→ Record list
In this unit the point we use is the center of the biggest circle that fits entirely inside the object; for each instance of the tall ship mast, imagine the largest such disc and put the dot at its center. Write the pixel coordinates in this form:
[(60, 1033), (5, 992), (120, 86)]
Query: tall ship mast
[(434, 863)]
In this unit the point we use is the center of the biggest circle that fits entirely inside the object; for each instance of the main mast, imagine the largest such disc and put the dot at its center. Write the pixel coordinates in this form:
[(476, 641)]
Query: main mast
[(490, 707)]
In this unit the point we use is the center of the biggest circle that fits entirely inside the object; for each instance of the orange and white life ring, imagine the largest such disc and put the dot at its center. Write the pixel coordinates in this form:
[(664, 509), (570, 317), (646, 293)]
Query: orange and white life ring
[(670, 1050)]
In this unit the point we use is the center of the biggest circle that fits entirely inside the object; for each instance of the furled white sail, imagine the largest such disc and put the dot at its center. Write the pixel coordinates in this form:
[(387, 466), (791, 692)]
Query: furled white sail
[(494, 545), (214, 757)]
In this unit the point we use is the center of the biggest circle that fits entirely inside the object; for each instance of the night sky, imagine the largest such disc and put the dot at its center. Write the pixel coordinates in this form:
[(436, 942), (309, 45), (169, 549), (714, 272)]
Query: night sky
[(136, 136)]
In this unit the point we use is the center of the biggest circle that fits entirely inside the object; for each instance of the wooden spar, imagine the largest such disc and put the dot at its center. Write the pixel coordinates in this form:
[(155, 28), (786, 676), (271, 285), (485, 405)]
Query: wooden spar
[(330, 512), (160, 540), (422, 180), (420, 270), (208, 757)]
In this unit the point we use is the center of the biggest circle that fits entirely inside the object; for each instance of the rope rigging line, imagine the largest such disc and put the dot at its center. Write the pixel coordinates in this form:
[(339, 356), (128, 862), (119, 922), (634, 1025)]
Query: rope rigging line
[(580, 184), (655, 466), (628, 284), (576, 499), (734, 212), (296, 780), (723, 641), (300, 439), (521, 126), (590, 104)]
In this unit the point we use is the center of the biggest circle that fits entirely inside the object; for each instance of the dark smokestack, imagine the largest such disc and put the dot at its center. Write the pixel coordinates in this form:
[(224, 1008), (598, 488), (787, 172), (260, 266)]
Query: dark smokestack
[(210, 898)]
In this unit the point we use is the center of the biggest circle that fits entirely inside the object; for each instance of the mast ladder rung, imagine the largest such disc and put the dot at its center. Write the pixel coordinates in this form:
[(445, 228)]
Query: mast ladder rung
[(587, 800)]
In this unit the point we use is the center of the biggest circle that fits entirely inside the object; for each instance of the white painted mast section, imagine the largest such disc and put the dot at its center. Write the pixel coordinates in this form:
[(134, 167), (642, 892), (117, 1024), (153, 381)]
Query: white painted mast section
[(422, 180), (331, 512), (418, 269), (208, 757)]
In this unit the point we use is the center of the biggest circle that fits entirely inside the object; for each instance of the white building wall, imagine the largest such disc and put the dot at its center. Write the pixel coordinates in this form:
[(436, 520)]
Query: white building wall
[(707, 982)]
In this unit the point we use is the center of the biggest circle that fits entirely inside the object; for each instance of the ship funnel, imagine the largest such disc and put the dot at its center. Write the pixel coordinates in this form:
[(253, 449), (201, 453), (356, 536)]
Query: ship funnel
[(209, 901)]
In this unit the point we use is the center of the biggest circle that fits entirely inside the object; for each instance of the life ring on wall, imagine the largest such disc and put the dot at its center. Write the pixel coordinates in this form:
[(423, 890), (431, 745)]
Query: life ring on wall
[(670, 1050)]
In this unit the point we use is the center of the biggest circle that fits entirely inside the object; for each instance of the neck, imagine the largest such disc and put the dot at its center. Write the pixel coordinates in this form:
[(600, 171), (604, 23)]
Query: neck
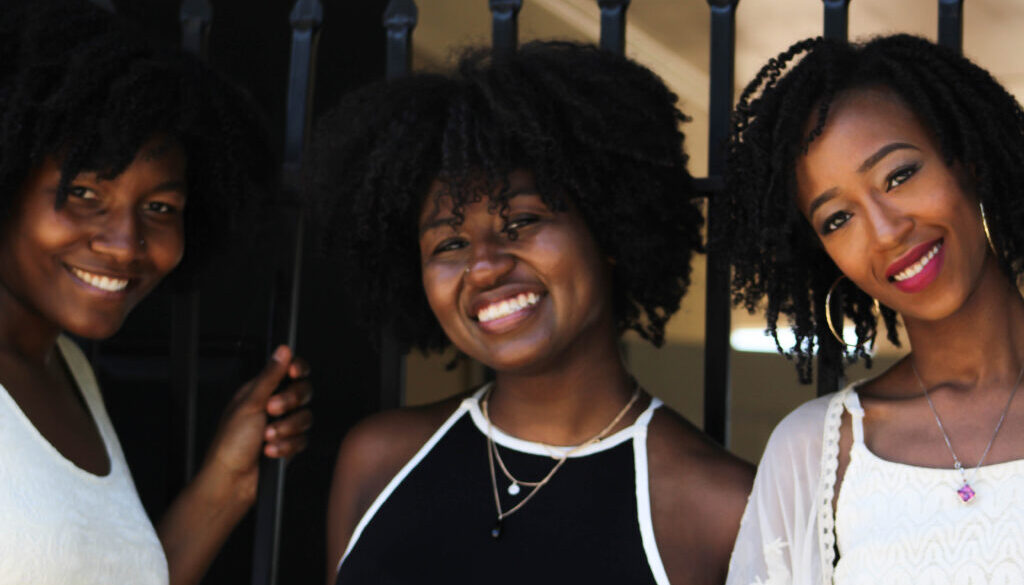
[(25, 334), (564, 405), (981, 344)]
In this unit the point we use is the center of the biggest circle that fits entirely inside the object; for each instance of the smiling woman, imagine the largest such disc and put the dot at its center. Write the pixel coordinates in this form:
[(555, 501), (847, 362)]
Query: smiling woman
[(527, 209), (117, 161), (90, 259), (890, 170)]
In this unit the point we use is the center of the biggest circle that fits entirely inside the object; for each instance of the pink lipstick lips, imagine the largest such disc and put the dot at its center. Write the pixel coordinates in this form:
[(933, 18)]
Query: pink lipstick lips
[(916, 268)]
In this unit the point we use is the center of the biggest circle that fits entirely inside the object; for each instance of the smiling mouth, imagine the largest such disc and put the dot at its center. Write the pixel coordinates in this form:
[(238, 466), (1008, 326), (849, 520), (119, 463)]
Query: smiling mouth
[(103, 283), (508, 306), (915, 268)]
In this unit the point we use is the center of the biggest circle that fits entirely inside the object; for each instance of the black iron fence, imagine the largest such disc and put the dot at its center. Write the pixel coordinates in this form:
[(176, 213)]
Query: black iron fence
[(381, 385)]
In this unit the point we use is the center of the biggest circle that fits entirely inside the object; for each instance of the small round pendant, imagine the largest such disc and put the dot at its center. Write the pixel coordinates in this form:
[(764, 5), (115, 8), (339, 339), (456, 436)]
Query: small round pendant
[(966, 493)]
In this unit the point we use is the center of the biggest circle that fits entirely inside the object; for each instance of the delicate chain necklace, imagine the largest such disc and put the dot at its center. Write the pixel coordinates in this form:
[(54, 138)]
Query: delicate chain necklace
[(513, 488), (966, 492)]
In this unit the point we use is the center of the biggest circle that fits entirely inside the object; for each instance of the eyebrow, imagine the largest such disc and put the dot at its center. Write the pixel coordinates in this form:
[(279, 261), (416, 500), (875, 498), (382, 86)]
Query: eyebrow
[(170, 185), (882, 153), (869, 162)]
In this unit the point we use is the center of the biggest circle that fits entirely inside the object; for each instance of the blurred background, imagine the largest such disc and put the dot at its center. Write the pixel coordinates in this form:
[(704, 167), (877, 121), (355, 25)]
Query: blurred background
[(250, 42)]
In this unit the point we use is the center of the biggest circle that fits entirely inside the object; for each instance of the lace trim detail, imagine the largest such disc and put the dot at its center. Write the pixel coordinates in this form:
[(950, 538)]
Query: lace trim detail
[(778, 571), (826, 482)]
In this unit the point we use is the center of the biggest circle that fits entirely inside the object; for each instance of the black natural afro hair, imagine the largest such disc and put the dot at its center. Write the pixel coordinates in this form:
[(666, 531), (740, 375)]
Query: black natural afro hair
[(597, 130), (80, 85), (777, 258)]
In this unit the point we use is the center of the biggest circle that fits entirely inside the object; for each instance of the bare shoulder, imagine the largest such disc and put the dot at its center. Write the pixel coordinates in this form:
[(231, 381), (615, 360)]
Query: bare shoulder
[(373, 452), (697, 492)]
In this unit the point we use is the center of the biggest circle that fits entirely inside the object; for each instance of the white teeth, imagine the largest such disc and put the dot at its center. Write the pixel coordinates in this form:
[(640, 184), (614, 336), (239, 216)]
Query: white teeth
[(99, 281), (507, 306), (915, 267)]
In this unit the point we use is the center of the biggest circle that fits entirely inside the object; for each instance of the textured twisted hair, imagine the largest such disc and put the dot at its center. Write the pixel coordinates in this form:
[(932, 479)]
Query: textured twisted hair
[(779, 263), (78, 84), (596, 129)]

--

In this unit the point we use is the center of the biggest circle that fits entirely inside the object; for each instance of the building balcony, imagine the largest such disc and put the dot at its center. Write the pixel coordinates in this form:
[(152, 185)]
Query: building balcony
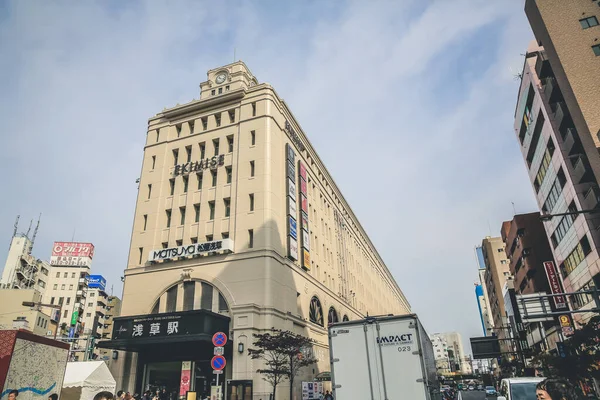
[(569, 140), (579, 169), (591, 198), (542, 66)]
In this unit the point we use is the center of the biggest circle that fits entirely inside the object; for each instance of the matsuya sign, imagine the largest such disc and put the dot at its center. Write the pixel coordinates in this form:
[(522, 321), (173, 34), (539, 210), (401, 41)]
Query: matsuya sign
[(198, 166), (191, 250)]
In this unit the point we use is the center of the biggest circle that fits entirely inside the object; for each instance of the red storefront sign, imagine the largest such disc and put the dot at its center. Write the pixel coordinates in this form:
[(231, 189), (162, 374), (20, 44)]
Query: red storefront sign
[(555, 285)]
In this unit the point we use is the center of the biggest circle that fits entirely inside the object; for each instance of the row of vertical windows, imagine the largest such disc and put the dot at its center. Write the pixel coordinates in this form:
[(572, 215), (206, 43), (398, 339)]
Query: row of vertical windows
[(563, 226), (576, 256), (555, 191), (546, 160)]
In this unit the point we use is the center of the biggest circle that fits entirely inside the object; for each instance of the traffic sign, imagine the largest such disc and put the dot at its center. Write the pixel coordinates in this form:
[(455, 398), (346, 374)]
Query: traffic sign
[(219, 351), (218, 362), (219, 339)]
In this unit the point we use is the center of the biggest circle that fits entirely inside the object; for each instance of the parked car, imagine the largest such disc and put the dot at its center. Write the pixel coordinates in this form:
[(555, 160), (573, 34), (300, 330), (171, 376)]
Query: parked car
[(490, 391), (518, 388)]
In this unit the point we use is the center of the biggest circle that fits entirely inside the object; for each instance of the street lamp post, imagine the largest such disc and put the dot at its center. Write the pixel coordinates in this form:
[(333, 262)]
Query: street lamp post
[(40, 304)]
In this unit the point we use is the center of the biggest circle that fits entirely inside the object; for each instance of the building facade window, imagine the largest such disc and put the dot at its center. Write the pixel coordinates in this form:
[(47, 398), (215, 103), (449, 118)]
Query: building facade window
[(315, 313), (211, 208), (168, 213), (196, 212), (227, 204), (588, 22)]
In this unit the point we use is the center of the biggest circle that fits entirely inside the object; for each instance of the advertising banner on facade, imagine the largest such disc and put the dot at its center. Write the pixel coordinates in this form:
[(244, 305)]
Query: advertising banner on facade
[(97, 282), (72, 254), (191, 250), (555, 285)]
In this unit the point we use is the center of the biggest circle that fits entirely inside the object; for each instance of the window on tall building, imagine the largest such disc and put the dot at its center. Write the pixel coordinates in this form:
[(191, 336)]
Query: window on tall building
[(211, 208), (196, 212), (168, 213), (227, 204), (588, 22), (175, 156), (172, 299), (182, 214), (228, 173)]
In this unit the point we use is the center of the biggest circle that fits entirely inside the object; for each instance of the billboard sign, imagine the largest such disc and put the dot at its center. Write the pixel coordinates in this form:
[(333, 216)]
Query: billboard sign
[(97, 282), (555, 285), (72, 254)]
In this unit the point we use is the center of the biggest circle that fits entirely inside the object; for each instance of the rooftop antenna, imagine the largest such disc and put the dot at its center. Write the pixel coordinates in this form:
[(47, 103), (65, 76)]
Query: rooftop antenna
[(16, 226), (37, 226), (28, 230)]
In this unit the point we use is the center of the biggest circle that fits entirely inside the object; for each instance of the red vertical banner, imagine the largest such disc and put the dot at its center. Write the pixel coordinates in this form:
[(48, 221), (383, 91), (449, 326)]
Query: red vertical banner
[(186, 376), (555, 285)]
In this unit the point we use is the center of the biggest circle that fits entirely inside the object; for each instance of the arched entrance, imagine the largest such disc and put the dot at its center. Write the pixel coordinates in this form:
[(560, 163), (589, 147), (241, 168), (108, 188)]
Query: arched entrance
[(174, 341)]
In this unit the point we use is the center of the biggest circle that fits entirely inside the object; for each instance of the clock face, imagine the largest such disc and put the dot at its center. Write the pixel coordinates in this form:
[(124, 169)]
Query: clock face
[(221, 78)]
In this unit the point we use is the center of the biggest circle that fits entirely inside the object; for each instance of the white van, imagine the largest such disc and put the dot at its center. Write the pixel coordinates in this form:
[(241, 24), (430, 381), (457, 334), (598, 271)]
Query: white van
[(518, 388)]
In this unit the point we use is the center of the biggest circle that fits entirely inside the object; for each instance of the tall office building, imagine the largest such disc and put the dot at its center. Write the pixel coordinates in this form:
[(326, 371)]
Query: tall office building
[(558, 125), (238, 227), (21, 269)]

→ The exercise
Update the entries from the line with "of the mast" up to and including the line with "[(587, 800)]": write those lines out again with "mast ladder rung" changed to "rigging ratline" and nothing else altered.

→ Written solution
In this unit the point we use is the center of the biggest circle that fits entirely inside the object; for each instance of the rigging ratline, imagine the largest such disc and put the dot at its center. Write the pixel coordinates in this form:
[(445, 228)]
Query: rigging ratline
[(587, 800)]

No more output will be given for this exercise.